* [Exercise description]: Each of the entries should be retyped precisely as it appears.

(Stored items)
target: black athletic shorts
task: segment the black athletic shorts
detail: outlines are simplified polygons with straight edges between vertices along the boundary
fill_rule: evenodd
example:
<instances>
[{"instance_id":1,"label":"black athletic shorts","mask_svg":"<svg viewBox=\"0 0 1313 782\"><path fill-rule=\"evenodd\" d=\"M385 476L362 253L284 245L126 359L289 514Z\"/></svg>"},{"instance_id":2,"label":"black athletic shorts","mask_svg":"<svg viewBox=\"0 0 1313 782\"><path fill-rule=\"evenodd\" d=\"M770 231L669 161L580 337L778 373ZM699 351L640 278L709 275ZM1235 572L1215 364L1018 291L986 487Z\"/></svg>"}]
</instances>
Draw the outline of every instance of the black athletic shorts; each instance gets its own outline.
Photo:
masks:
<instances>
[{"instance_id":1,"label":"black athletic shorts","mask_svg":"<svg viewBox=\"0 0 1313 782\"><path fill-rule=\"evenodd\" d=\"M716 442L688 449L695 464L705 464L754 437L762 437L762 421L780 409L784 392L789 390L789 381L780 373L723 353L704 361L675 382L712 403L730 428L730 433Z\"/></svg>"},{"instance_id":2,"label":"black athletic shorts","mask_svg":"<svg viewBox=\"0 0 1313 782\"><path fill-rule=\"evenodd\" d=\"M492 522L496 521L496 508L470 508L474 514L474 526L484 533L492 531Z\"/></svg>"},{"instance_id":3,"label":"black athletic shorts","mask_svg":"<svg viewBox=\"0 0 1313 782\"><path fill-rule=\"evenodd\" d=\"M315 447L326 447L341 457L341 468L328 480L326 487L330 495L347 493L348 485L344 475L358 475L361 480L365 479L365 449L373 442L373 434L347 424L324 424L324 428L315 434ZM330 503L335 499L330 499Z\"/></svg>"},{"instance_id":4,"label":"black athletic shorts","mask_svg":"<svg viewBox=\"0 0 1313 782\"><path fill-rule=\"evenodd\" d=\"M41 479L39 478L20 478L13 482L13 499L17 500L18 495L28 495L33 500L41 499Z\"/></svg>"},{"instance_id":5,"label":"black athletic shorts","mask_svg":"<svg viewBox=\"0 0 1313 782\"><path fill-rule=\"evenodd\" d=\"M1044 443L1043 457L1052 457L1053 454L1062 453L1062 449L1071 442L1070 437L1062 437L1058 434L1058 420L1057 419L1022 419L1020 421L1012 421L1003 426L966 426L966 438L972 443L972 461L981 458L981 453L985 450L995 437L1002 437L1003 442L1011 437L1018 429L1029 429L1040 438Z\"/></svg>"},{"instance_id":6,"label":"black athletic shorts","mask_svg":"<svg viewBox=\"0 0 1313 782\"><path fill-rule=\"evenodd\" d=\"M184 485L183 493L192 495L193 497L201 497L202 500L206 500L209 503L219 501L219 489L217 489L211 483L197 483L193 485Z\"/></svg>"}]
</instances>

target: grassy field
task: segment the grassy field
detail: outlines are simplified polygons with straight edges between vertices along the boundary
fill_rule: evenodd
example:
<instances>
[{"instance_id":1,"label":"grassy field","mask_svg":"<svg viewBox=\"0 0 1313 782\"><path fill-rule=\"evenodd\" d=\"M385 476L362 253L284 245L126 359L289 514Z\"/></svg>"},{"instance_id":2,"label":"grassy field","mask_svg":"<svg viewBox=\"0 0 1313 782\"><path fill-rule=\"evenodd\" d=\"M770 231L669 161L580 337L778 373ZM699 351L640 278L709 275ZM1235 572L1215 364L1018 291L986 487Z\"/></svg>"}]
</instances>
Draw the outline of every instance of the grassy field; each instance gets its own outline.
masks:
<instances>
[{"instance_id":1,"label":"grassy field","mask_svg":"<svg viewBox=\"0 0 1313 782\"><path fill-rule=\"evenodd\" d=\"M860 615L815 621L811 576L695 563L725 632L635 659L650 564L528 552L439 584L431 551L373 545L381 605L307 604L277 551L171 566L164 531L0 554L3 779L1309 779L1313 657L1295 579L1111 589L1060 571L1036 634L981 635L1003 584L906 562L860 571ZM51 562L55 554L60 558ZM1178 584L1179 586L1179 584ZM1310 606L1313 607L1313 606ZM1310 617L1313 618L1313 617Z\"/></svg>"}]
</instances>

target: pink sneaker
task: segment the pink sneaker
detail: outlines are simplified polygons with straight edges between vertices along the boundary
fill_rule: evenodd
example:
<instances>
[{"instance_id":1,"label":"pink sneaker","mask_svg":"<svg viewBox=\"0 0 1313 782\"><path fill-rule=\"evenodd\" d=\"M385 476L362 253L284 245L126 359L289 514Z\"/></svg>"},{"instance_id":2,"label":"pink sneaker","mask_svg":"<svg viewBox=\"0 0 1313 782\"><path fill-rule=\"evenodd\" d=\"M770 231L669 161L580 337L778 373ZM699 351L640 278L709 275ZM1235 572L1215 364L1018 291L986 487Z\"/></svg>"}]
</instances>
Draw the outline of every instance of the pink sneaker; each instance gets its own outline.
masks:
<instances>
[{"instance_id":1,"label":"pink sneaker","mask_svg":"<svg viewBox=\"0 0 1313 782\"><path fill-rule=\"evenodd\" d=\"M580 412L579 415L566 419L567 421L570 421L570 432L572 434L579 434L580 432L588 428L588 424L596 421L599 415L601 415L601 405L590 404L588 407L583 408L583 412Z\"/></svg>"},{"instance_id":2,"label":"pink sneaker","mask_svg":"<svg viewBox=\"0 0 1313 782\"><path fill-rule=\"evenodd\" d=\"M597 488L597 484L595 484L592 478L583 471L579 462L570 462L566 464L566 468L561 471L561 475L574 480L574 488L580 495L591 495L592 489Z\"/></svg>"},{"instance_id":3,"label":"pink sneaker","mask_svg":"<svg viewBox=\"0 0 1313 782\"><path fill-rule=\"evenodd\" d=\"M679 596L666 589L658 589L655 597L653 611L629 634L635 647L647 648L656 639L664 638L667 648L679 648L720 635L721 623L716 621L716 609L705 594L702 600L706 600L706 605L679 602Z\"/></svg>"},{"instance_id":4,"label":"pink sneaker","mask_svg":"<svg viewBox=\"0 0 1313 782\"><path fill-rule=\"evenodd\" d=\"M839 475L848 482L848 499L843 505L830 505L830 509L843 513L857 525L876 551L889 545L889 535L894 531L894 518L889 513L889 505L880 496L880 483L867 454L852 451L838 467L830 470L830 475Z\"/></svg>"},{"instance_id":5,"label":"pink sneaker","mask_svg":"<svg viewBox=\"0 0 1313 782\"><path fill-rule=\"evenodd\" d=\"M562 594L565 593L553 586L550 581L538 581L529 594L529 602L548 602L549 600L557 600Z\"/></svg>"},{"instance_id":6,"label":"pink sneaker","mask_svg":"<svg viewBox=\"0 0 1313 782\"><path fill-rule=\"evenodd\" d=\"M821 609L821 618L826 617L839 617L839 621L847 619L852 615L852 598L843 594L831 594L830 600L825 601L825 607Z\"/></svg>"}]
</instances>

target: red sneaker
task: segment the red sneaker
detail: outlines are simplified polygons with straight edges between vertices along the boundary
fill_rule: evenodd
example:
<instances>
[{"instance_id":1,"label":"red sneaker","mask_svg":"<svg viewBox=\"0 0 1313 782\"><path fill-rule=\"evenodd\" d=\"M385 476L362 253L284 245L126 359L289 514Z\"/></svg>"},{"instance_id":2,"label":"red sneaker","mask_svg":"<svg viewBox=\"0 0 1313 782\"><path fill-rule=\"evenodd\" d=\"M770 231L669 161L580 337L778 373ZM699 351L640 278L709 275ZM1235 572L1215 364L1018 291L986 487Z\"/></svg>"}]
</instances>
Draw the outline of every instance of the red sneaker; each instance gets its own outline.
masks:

* [Solution to the exercise]:
target: black athletic shorts
task: segment the black athletic shorts
detail: outlines are simplified polygons with straight edges between vertices along the boundary
fill_rule: evenodd
example:
<instances>
[{"instance_id":1,"label":"black athletic shorts","mask_svg":"<svg viewBox=\"0 0 1313 782\"><path fill-rule=\"evenodd\" d=\"M385 476L362 253L284 245L126 359L289 514Z\"/></svg>"},{"instance_id":2,"label":"black athletic shorts","mask_svg":"<svg viewBox=\"0 0 1313 782\"><path fill-rule=\"evenodd\" d=\"M770 231L669 161L580 337L778 373ZM699 351L640 278L709 275ZM1235 572L1215 364L1018 291L986 487Z\"/></svg>"}]
</instances>
Draw the outline of every instance of the black athletic shorts; each instance gets its own outline.
Photo:
masks:
<instances>
[{"instance_id":1,"label":"black athletic shorts","mask_svg":"<svg viewBox=\"0 0 1313 782\"><path fill-rule=\"evenodd\" d=\"M716 442L688 449L695 464L705 464L754 437L762 437L762 421L780 409L784 392L789 390L789 381L780 373L723 353L704 361L675 382L712 403L730 428L730 433Z\"/></svg>"},{"instance_id":2,"label":"black athletic shorts","mask_svg":"<svg viewBox=\"0 0 1313 782\"><path fill-rule=\"evenodd\" d=\"M492 522L496 521L496 508L470 508L474 514L474 526L484 533L492 531Z\"/></svg>"},{"instance_id":3,"label":"black athletic shorts","mask_svg":"<svg viewBox=\"0 0 1313 782\"><path fill-rule=\"evenodd\" d=\"M315 447L326 447L341 457L341 468L328 480L326 487L330 495L347 493L348 485L344 475L358 475L361 480L365 479L365 449L373 442L373 434L347 424L324 424L324 428L315 434ZM330 503L335 499L330 499Z\"/></svg>"},{"instance_id":4,"label":"black athletic shorts","mask_svg":"<svg viewBox=\"0 0 1313 782\"><path fill-rule=\"evenodd\" d=\"M41 479L39 478L20 478L13 482L13 499L17 500L18 495L28 495L33 500L41 499Z\"/></svg>"},{"instance_id":5,"label":"black athletic shorts","mask_svg":"<svg viewBox=\"0 0 1313 782\"><path fill-rule=\"evenodd\" d=\"M1044 443L1043 457L1052 457L1053 454L1062 453L1062 449L1071 442L1070 437L1062 437L1058 434L1058 420L1057 419L1022 419L1020 421L1012 421L1003 426L966 426L966 438L972 443L972 461L981 458L981 453L985 450L995 437L1002 437L1003 442L1011 437L1018 429L1029 429L1040 438Z\"/></svg>"},{"instance_id":6,"label":"black athletic shorts","mask_svg":"<svg viewBox=\"0 0 1313 782\"><path fill-rule=\"evenodd\" d=\"M184 485L183 493L192 495L193 497L201 497L202 500L206 500L209 503L219 501L219 489L217 489L211 483L197 483L193 485Z\"/></svg>"}]
</instances>

target: grassy field
task: segment the grassy field
detail: outlines are simplified polygons with straight edges between vertices along the boundary
fill_rule: evenodd
example:
<instances>
[{"instance_id":1,"label":"grassy field","mask_svg":"<svg viewBox=\"0 0 1313 782\"><path fill-rule=\"evenodd\" d=\"M385 476L362 253L284 245L126 359L289 514Z\"/></svg>"},{"instance_id":2,"label":"grassy field","mask_svg":"<svg viewBox=\"0 0 1313 782\"><path fill-rule=\"evenodd\" d=\"M770 231L669 161L580 337L778 373ZM699 351L640 278L709 275ZM1235 572L1215 364L1018 291L986 487Z\"/></svg>"}]
</instances>
Draw the outline of every instance of the grassy field; each instance gets its own outline.
masks:
<instances>
[{"instance_id":1,"label":"grassy field","mask_svg":"<svg viewBox=\"0 0 1313 782\"><path fill-rule=\"evenodd\" d=\"M860 615L815 621L811 576L695 563L725 632L635 659L650 564L528 552L439 584L431 551L373 545L381 605L307 604L277 551L171 566L164 531L0 554L3 779L1309 779L1313 657L1295 579L1111 589L1060 571L1036 634L981 635L1003 584L906 562L860 571ZM51 562L55 554L60 558ZM1178 584L1179 586L1179 584ZM1310 606L1313 607L1313 606ZM1310 617L1313 618L1313 617Z\"/></svg>"}]
</instances>

target: pink sneaker
task: segment the pink sneaker
detail: outlines are simplified polygons with straight edges between vertices along the boundary
fill_rule: evenodd
example:
<instances>
[{"instance_id":1,"label":"pink sneaker","mask_svg":"<svg viewBox=\"0 0 1313 782\"><path fill-rule=\"evenodd\" d=\"M385 476L362 253L284 245L126 359L289 514Z\"/></svg>"},{"instance_id":2,"label":"pink sneaker","mask_svg":"<svg viewBox=\"0 0 1313 782\"><path fill-rule=\"evenodd\" d=\"M770 231L669 161L580 337L778 373ZM699 351L640 278L709 275ZM1235 572L1215 364L1018 291L986 487Z\"/></svg>"}]
</instances>
Draw the outline of every instance of the pink sneaker; each instance gets its own outline.
masks:
<instances>
[{"instance_id":1,"label":"pink sneaker","mask_svg":"<svg viewBox=\"0 0 1313 782\"><path fill-rule=\"evenodd\" d=\"M580 412L579 415L566 419L567 421L570 421L570 432L572 434L579 434L580 432L588 428L588 424L596 421L599 415L601 415L601 405L590 404L588 407L583 408L583 412Z\"/></svg>"},{"instance_id":2,"label":"pink sneaker","mask_svg":"<svg viewBox=\"0 0 1313 782\"><path fill-rule=\"evenodd\" d=\"M597 488L597 484L595 484L592 478L583 471L579 462L570 462L566 464L566 468L561 471L561 475L574 480L574 488L580 495L591 495L592 489Z\"/></svg>"},{"instance_id":3,"label":"pink sneaker","mask_svg":"<svg viewBox=\"0 0 1313 782\"><path fill-rule=\"evenodd\" d=\"M679 596L666 589L658 589L655 597L653 611L629 634L635 647L647 648L656 639L664 638L667 648L679 648L720 635L721 623L716 621L716 609L705 594L702 600L706 600L706 605L679 602Z\"/></svg>"},{"instance_id":4,"label":"pink sneaker","mask_svg":"<svg viewBox=\"0 0 1313 782\"><path fill-rule=\"evenodd\" d=\"M839 475L848 482L848 499L843 505L830 505L830 509L843 513L857 525L876 551L889 545L889 535L894 531L894 518L889 513L889 505L880 496L880 483L867 454L852 451L838 467L830 470L830 475Z\"/></svg>"},{"instance_id":5,"label":"pink sneaker","mask_svg":"<svg viewBox=\"0 0 1313 782\"><path fill-rule=\"evenodd\" d=\"M562 594L565 593L553 586L550 581L538 581L529 594L529 602L548 602L549 600L557 600Z\"/></svg>"},{"instance_id":6,"label":"pink sneaker","mask_svg":"<svg viewBox=\"0 0 1313 782\"><path fill-rule=\"evenodd\" d=\"M821 609L821 618L826 617L839 617L839 621L847 619L852 615L852 598L843 594L831 594L830 600L825 601L825 607Z\"/></svg>"}]
</instances>

target: red sneaker
task: segment the red sneaker
detail: outlines are simplified polygons with straight edges between vertices along the boundary
fill_rule: evenodd
example:
<instances>
[{"instance_id":1,"label":"red sneaker","mask_svg":"<svg viewBox=\"0 0 1313 782\"><path fill-rule=\"evenodd\" d=\"M385 476L362 253L284 245L126 359L289 514Z\"/></svg>"},{"instance_id":2,"label":"red sneaker","mask_svg":"<svg viewBox=\"0 0 1313 782\"><path fill-rule=\"evenodd\" d=\"M770 231L669 161L580 337L778 373ZM699 351L640 278L709 275ZM1235 572L1215 364L1018 291L986 487Z\"/></svg>"}]
</instances>
Draw the outline of every instance of the red sneaker; each instance gets its own outline.
masks:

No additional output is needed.